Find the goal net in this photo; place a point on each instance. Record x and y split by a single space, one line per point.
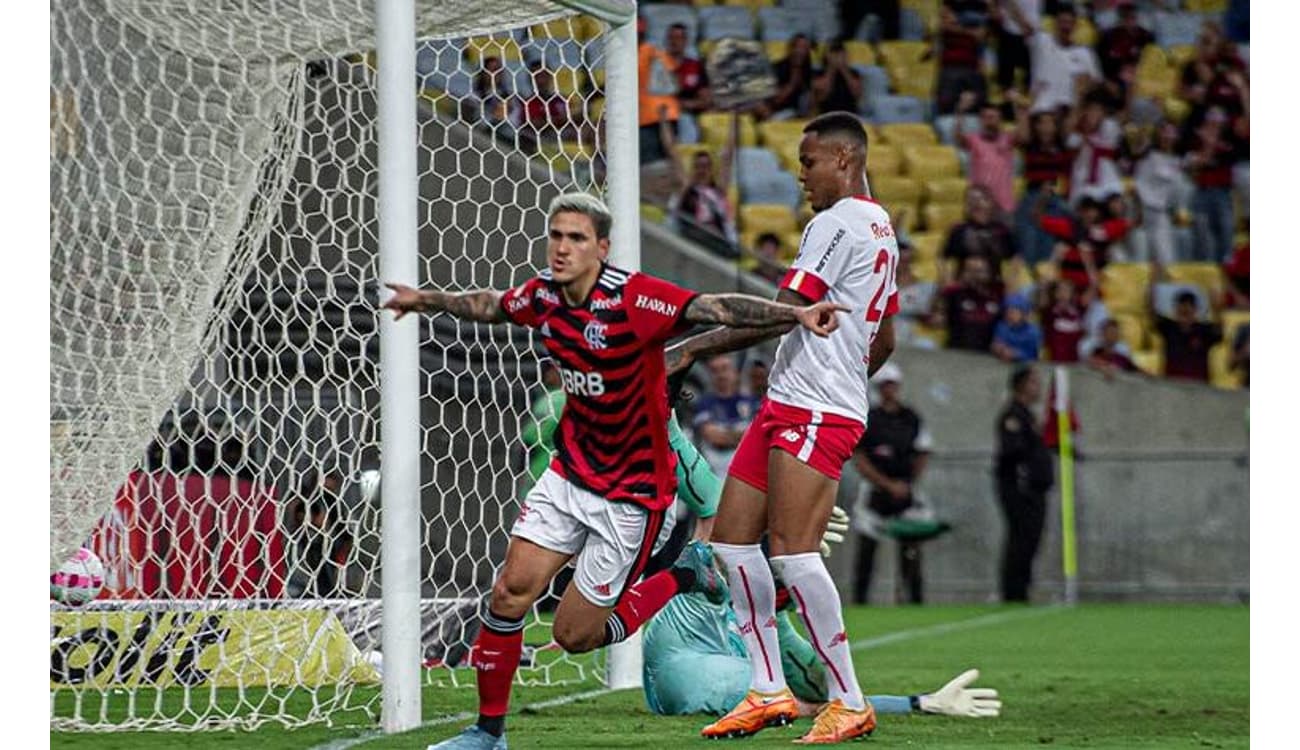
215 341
==
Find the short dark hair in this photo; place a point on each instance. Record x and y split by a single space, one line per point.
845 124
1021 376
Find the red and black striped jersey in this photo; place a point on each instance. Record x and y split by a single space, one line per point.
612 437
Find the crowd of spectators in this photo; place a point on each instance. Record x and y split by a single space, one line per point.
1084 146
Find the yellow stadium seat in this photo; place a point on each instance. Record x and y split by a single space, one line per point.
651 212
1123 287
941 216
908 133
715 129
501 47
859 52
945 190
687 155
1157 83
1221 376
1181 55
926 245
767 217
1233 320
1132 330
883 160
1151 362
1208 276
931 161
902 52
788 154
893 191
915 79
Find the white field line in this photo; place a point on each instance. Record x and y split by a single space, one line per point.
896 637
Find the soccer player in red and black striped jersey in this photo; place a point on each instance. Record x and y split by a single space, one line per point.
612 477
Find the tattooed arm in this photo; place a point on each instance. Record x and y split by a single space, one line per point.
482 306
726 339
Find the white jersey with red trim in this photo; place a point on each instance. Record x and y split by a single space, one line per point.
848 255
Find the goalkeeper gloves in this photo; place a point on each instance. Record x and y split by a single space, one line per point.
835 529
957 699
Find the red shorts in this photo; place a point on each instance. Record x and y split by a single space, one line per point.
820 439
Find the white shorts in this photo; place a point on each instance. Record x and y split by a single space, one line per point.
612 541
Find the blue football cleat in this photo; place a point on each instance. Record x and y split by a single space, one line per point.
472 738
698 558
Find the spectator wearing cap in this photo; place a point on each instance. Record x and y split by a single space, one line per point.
---
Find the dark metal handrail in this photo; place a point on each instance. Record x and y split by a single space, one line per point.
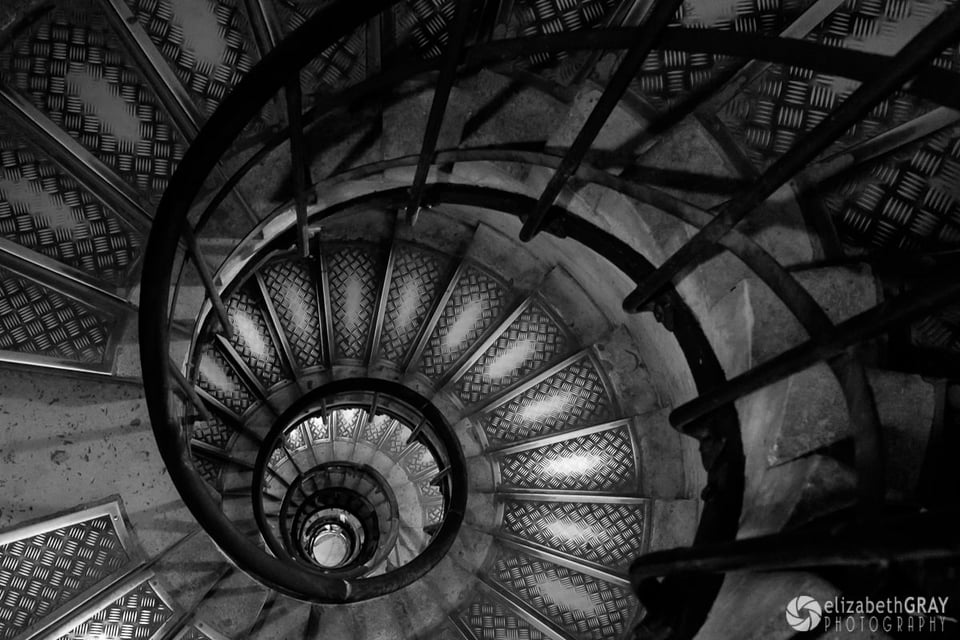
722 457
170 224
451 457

* [TASK TO CARRY OUT]: Identify and copy out every line of the records above that contains the word "shorts", keeping in mind that case counts.

* [COMPLETE OUTPUT]:
Find the red shorts in this photo; place a point on each instance. Record x and y split by a single space, one line per point.
Find the white shorts in this photo; place a point on each instance. Record x and y split by a single space, one line per point.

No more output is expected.